After the initial ablation target site was selected, additional RF lesions were applied during sinus rhythm, extending approximately parallel to the border zone of the infarct over 1 to 2 cm until pacing at 10 mA at 2-ms stimulus strength failed to capture in that region. If the target site was within 2 to 3 cm of the mitral annulus, lesions were extended to the mitral annulus to interrupt a potential submitral isthmus.5,6 Ablation lesions were placed only in areas of low voltage (<1.5 mV).

After completion of the initial set of RF lesions, programmed stimulation (1 to 3 extrastimuli after a 600-ms and then 400-ms basic drive from the right ventricular apex and outflow tract) was repeated. If any monomorphic VT was inducible, the mapping and ablation process was repeated with extension of the initial RF line unless entrainment of the new VT demonstrated that the region was not involved in the VT circuit.

:::

Set of tasks.
A - In the passage on VT ablation, in areas of what voltage were ablation lesions placed?
B - Retype the passage on VT ablation between "After the initial" and "voltage (<1.5 mV).", inclusive.
C - Write what comes next in the passage on VT ablation, picking up after its final sentence.

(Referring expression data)
:::

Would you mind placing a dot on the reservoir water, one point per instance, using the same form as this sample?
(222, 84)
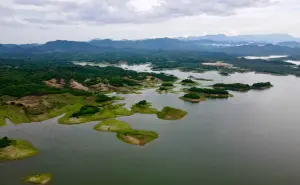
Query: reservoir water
(250, 139)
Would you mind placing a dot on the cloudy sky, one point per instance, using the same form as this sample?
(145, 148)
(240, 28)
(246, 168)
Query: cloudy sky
(38, 21)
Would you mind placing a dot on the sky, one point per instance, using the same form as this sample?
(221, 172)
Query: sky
(39, 21)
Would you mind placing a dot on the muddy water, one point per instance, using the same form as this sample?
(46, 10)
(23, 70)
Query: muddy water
(250, 139)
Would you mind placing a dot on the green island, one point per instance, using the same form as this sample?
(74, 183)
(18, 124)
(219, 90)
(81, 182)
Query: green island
(243, 87)
(233, 87)
(189, 82)
(41, 179)
(137, 137)
(200, 79)
(210, 93)
(126, 133)
(170, 113)
(11, 149)
(261, 86)
(97, 113)
(193, 98)
(34, 92)
(166, 87)
(143, 107)
(112, 125)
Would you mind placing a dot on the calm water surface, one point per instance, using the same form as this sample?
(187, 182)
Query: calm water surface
(250, 139)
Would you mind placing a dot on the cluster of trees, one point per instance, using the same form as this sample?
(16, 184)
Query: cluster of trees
(20, 78)
(86, 110)
(103, 98)
(167, 84)
(192, 96)
(143, 104)
(209, 91)
(261, 85)
(162, 88)
(168, 59)
(233, 86)
(5, 142)
(188, 81)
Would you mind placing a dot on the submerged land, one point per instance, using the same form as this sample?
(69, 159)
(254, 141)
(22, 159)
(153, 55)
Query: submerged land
(125, 133)
(41, 179)
(12, 149)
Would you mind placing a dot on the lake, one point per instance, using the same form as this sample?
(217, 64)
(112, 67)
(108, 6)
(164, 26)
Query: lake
(250, 139)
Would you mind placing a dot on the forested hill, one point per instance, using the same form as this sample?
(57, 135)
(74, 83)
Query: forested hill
(20, 78)
(161, 44)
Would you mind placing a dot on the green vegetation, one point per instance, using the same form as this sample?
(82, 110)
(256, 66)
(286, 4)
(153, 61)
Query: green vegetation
(112, 125)
(5, 142)
(163, 88)
(19, 149)
(262, 85)
(107, 112)
(208, 91)
(86, 110)
(143, 107)
(41, 179)
(126, 133)
(169, 113)
(103, 98)
(193, 97)
(19, 78)
(167, 84)
(188, 82)
(233, 87)
(137, 137)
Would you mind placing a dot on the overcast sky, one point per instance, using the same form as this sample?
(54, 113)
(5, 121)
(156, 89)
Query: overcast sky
(38, 21)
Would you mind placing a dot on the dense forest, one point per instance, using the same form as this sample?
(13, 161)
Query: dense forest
(20, 78)
(165, 59)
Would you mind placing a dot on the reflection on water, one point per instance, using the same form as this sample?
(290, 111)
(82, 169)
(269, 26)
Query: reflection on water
(250, 139)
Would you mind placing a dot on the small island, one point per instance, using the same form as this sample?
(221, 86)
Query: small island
(261, 86)
(11, 149)
(126, 133)
(188, 82)
(165, 87)
(143, 107)
(39, 178)
(233, 87)
(87, 113)
(137, 137)
(112, 125)
(192, 97)
(200, 79)
(210, 93)
(86, 110)
(170, 113)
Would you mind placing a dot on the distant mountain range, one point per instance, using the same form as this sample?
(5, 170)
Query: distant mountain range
(268, 38)
(274, 44)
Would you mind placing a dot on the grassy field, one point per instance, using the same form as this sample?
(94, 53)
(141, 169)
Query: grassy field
(20, 149)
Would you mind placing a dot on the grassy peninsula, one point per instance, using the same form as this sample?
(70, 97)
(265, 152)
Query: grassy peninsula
(112, 125)
(210, 93)
(193, 97)
(261, 86)
(41, 179)
(233, 87)
(170, 113)
(143, 107)
(11, 149)
(189, 82)
(137, 137)
(125, 133)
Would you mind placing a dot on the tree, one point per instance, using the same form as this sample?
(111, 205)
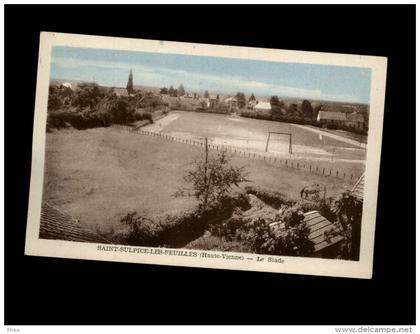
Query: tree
(87, 95)
(130, 86)
(181, 90)
(293, 109)
(306, 108)
(291, 240)
(171, 91)
(212, 179)
(348, 209)
(276, 105)
(240, 98)
(317, 109)
(274, 101)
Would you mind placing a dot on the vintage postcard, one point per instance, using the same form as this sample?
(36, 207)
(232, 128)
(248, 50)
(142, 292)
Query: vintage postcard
(208, 156)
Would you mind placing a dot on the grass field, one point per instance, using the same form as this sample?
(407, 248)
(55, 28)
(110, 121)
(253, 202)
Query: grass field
(251, 134)
(99, 175)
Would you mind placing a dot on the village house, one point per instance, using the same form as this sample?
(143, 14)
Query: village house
(263, 107)
(331, 117)
(67, 85)
(231, 102)
(252, 104)
(214, 100)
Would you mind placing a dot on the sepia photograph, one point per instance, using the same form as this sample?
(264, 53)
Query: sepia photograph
(205, 156)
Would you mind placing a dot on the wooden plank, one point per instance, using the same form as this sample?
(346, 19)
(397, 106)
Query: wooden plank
(325, 244)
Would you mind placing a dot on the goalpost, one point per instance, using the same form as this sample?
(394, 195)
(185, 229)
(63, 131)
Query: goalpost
(279, 133)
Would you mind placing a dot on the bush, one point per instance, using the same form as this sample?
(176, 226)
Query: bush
(272, 198)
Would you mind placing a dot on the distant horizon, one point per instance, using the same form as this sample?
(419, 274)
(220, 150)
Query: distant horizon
(110, 68)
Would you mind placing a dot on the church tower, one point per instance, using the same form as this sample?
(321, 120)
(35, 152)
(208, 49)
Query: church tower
(130, 87)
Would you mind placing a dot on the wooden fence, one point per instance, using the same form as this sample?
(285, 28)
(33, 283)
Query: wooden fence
(290, 163)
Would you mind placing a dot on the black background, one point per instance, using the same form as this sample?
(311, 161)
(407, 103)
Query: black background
(60, 291)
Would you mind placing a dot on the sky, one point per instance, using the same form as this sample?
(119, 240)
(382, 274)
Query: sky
(215, 74)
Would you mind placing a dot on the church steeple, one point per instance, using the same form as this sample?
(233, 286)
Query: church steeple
(130, 87)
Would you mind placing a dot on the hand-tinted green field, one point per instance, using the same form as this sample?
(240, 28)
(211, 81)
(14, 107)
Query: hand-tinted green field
(99, 175)
(251, 134)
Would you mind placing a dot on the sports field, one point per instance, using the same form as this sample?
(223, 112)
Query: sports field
(251, 134)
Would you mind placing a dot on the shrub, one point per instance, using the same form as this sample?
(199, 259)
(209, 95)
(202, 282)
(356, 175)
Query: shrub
(141, 230)
(292, 240)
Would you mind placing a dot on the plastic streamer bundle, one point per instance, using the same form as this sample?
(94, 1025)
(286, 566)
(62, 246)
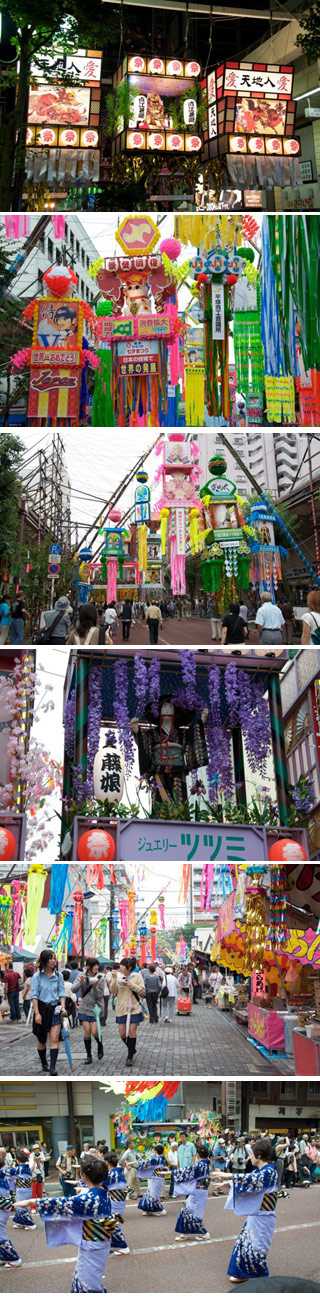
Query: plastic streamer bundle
(37, 877)
(58, 879)
(248, 351)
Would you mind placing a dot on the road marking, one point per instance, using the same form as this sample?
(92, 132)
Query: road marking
(184, 1245)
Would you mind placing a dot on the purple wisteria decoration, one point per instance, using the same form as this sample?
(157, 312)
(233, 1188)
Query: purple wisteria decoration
(219, 770)
(70, 722)
(155, 685)
(232, 694)
(140, 683)
(121, 711)
(95, 716)
(255, 720)
(189, 677)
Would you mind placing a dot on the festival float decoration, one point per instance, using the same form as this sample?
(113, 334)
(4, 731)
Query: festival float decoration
(251, 121)
(226, 557)
(290, 317)
(63, 121)
(266, 556)
(113, 552)
(179, 505)
(59, 355)
(144, 342)
(156, 105)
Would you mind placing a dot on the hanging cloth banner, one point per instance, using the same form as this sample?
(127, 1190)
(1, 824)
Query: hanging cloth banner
(218, 312)
(37, 877)
(58, 881)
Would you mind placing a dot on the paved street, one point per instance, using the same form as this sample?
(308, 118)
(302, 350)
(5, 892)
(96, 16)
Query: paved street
(207, 1042)
(159, 1263)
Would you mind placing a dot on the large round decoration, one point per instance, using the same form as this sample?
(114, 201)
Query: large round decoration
(99, 845)
(8, 844)
(287, 850)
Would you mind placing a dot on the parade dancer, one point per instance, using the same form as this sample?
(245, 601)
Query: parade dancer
(9, 1256)
(152, 1168)
(255, 1197)
(87, 1218)
(196, 1181)
(117, 1189)
(22, 1179)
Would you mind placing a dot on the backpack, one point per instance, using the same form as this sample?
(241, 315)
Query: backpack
(315, 636)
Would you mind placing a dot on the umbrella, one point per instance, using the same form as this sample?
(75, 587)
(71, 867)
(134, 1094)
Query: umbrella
(67, 1045)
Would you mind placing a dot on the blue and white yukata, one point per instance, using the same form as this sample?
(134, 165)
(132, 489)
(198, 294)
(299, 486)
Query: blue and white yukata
(151, 1168)
(192, 1183)
(117, 1189)
(8, 1255)
(255, 1197)
(87, 1221)
(21, 1183)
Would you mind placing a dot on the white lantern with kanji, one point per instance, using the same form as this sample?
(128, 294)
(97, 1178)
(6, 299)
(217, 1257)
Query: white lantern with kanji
(108, 769)
(190, 112)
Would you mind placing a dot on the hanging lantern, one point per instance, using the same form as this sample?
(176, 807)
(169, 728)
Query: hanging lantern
(143, 937)
(190, 112)
(8, 844)
(96, 845)
(108, 770)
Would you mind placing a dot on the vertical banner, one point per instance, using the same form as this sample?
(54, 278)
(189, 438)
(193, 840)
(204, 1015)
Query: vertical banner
(218, 312)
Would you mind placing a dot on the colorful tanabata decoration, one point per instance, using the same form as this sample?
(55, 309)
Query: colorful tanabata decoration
(266, 557)
(179, 505)
(143, 330)
(59, 355)
(226, 557)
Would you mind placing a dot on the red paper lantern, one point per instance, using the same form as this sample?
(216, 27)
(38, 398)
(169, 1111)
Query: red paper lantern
(8, 844)
(287, 850)
(96, 845)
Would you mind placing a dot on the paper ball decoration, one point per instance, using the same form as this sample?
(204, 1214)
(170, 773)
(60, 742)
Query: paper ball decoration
(287, 850)
(8, 844)
(171, 247)
(99, 845)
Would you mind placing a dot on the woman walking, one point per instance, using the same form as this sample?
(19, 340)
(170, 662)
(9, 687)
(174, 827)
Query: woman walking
(47, 996)
(127, 984)
(255, 1197)
(89, 986)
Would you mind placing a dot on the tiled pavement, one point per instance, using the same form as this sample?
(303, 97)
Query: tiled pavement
(209, 1042)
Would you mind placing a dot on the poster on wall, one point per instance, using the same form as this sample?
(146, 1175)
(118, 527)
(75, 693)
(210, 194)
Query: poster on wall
(53, 104)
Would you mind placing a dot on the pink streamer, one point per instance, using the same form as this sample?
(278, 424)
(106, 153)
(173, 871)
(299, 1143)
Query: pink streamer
(16, 225)
(177, 570)
(112, 580)
(59, 226)
(123, 917)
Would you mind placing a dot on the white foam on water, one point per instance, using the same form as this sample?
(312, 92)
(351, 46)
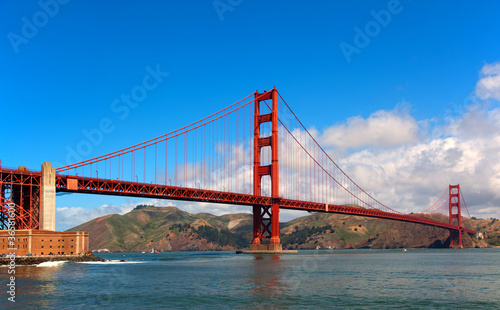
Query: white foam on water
(112, 262)
(51, 264)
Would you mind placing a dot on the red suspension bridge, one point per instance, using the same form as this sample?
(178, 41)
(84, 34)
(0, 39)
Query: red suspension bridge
(255, 152)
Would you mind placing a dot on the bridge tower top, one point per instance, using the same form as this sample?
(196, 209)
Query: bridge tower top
(455, 213)
(266, 218)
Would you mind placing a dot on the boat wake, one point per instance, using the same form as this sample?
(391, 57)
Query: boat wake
(51, 264)
(112, 262)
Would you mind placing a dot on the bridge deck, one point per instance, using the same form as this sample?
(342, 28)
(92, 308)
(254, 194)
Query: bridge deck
(78, 184)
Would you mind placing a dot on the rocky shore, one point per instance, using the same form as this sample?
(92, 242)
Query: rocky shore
(35, 260)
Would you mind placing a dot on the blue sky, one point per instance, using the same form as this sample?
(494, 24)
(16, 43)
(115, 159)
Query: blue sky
(423, 80)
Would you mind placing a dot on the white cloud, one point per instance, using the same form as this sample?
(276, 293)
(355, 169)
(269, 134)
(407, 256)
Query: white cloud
(488, 86)
(411, 177)
(380, 129)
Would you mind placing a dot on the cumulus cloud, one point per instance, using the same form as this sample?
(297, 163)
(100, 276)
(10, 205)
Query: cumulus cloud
(411, 177)
(488, 86)
(380, 129)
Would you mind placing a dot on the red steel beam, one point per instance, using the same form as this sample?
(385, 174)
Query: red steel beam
(135, 189)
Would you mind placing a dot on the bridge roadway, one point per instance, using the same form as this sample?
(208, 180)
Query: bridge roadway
(78, 184)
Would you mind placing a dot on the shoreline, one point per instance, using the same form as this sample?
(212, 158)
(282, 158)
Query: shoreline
(35, 260)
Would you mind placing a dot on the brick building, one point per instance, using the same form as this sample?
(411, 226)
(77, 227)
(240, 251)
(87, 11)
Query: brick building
(44, 242)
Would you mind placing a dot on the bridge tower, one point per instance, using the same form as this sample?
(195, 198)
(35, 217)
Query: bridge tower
(455, 213)
(266, 218)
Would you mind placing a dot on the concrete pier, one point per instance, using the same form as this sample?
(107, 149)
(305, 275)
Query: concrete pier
(48, 198)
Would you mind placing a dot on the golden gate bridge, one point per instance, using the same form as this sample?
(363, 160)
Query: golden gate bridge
(255, 152)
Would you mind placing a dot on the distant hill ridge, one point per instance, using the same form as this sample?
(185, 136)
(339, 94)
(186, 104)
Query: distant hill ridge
(171, 229)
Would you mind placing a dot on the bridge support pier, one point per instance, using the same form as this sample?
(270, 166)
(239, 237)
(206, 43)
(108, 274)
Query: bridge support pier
(48, 198)
(266, 218)
(455, 213)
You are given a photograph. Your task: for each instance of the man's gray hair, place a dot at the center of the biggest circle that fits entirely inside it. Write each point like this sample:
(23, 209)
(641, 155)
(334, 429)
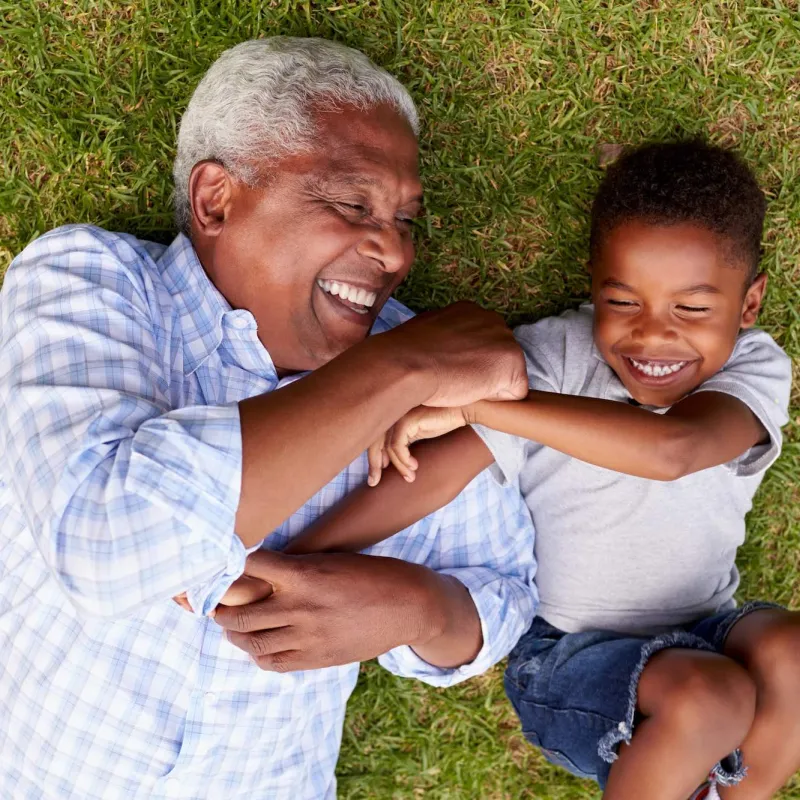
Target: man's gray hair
(254, 105)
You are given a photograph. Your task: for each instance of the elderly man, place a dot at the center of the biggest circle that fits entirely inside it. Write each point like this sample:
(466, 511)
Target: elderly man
(147, 451)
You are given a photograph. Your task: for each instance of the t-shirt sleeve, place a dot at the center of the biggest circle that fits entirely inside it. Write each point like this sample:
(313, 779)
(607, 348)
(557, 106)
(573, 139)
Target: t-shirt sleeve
(544, 345)
(759, 374)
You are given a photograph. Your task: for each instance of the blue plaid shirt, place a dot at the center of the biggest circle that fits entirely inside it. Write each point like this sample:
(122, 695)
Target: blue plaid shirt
(120, 371)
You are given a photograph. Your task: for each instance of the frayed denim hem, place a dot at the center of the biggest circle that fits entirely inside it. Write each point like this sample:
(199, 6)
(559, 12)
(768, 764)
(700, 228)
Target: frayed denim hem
(726, 775)
(730, 770)
(737, 615)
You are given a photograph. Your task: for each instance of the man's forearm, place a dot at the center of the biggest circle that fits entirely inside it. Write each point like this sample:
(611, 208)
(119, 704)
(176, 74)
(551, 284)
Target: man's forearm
(296, 440)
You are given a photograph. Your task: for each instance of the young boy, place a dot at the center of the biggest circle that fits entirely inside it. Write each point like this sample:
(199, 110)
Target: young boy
(653, 415)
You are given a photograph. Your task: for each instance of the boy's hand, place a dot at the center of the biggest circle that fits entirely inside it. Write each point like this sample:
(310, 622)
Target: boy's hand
(423, 422)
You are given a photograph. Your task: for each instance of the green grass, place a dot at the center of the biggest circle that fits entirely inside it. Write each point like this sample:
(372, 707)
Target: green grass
(517, 98)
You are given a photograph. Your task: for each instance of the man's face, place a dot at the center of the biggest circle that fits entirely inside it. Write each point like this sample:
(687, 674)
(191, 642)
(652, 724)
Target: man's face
(316, 251)
(669, 306)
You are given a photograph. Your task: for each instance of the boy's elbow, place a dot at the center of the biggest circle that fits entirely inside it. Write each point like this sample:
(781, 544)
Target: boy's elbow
(674, 457)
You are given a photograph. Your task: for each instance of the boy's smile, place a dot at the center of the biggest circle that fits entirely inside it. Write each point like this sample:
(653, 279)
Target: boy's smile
(669, 303)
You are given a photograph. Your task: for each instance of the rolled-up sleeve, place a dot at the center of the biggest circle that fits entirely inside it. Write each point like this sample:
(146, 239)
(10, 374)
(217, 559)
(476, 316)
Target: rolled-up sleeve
(129, 500)
(484, 538)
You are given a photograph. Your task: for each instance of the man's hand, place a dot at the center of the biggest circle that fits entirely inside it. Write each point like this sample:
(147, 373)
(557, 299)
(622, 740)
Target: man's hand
(421, 423)
(334, 608)
(468, 353)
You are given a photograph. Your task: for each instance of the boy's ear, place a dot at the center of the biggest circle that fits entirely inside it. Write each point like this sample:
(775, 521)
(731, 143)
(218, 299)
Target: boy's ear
(752, 301)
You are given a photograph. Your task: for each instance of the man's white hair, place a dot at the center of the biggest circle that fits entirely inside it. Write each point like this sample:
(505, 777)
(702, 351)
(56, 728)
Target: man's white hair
(254, 105)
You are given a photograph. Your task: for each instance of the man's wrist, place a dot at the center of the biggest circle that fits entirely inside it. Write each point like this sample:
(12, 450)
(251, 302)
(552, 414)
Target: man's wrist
(409, 366)
(477, 413)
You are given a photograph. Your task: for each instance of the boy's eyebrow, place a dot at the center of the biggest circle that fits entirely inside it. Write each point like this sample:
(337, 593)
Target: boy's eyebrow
(701, 288)
(613, 283)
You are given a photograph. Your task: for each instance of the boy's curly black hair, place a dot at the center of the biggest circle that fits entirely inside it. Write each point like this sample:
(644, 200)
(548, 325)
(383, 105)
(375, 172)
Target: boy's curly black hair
(667, 183)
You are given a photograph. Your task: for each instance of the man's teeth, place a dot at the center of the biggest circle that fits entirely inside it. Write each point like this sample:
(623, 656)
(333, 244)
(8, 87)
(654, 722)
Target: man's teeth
(344, 291)
(657, 370)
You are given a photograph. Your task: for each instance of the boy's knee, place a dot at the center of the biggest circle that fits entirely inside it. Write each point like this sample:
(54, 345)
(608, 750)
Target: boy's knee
(711, 697)
(775, 657)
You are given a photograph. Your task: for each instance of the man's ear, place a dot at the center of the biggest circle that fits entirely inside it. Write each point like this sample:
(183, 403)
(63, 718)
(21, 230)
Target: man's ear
(752, 301)
(210, 190)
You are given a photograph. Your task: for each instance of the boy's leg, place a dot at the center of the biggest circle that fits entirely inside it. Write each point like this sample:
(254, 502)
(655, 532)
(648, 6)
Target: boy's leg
(767, 644)
(697, 708)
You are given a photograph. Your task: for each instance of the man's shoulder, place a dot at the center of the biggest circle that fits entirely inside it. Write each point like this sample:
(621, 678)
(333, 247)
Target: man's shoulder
(392, 314)
(92, 240)
(73, 257)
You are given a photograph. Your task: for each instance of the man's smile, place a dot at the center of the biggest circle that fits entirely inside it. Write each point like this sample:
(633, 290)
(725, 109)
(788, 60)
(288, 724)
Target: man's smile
(357, 298)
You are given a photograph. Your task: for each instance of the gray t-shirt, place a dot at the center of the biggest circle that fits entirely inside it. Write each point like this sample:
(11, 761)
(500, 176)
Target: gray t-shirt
(622, 553)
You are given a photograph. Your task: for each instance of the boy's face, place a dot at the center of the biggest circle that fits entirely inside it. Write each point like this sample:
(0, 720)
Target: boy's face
(669, 304)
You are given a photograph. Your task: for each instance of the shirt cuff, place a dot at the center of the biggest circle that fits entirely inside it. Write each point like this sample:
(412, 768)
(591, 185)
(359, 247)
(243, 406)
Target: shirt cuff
(205, 598)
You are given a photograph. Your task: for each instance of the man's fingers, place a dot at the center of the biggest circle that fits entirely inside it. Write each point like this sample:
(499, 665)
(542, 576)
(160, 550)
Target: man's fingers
(246, 590)
(183, 602)
(287, 661)
(275, 568)
(269, 613)
(266, 642)
(376, 458)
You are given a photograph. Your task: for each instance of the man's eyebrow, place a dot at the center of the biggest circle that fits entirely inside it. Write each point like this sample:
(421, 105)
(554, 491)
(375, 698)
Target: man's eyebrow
(349, 181)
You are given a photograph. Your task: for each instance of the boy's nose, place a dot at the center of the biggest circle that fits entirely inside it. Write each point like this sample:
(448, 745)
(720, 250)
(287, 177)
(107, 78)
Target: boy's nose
(652, 328)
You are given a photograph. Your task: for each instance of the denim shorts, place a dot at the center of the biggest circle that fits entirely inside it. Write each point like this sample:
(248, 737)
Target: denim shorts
(575, 693)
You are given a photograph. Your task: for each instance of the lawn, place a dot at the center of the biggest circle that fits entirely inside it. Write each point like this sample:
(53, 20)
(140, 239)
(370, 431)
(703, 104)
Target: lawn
(519, 100)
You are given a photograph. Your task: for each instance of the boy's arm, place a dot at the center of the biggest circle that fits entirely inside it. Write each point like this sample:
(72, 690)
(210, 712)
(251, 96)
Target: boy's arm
(369, 515)
(701, 431)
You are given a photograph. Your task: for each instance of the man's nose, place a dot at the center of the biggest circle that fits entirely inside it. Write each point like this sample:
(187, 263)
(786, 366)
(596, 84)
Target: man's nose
(385, 244)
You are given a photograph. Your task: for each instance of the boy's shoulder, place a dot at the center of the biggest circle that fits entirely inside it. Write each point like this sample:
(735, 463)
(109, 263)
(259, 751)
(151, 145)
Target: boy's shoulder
(560, 350)
(573, 327)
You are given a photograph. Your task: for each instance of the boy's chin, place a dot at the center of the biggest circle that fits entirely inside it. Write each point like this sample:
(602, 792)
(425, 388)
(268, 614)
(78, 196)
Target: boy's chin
(655, 398)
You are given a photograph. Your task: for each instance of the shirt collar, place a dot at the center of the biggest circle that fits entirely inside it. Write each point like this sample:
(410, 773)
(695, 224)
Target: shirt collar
(199, 303)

:::

Results by task.
A - Only in areas of low voltage, below 1.5 mV.

B -
After the initial ablation target site was selected, additional RF lesions were applied during sinus rhythm, extending approximately parallel to the border zone of the infarct over 1 to 2 cm until pacing at 10 mA at 2-ms stimulus strength failed to capture in that region. If the target site was within 2 to 3 cm of the mitral annulus, lesions were extended to the mitral annulus to interrupt a potential submitral isthmus.5,6 Ablation lesions were placed only in areas of low voltage (<1.5 mV).

C -
Ablation lesions were created with RF current (250 or 500 kHz) delivered for up to 2 minutes between the distal electrode of the mapping catheter and a cutaneous adhesive electrode with a maximum power of 50 W (EP Technologies. Inc or Stockhert GMBH). In 32 patients, ablation was performed with a 4-mm-tip electrode with power titrated to a 5- to 10-{Omega} decrease in impedance (21 patients) or a maximum temperature of 60°C to 65°C (11 patients). In 8 patients, ablation was performed with an investigational saline-irrigated 3.5-mm-tip electrode (Thermo-cool, Cordis-Webster), with power titrated to a 5- to 10-{Omega} decrease in impedance and maximum temperature of 45°C. In 4 patients in whom VT remained inducible and originated from a region where an ablation line had been completed with a 4-mm standard ablation catheter, additional lesions were applied along the line with another saline-irrigated RF ablation catheter (Chilli Cool Catheter, Cardiac Pathways) with up to 50 W titrated to a temperature of 36°C to 40°C with a decrease in impedance of 5 to 10{Omega}.7 These lesions, which could not be tagged on the electroanatomic mapping system for measurement, were not included in the area and length calculations but are described in more detail below.

The procedure ended when no monomorphic VT was inducible, hemodynamically stable VT was inducible but the VT circuit could not be found on the endocardium, or only hemodynamically untolerated VT that was faster than any of the previously tolerated or spontaneous VTs was inducible. The acute outcome of the ablation procedure was defined as follows: success—no monomorphic VT was inducible; modified—monomorphic VT was inducible but was different and faster than VTs induced at the beginning of the procedure; and failure—VT inducible at the beginning of the procedure remained inducible.

After ablation, antiarrhythmic drugs were discontinued in 15 patients. In 25 patients, previously ineffective drugs were continued either as required by a study protocol (8 patients), because the patient had been receiving amiodarone chronically without toxicity (12 patients), or because a VT remained inducible (5 patients). All patients received anticoagulation with warfarin for more than 1 month or aspirin chronically. Follow-up was obtained in July 2000 after a median of 260 days (range 16 to 945). No patient was lost to follow-up.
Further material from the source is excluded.